— START OF Supplied material —
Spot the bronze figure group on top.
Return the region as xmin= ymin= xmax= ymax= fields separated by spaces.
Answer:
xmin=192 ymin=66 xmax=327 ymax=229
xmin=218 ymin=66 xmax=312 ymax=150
— END OF Supplied material —
The problem:
Locate each line of the material that contains the string "ymax", and copy those lines out in full.

Answer below:
Return the region as xmin= ymin= xmax= ymax= fields separated by spaces.
xmin=192 ymin=66 xmax=327 ymax=229
xmin=218 ymin=66 xmax=312 ymax=150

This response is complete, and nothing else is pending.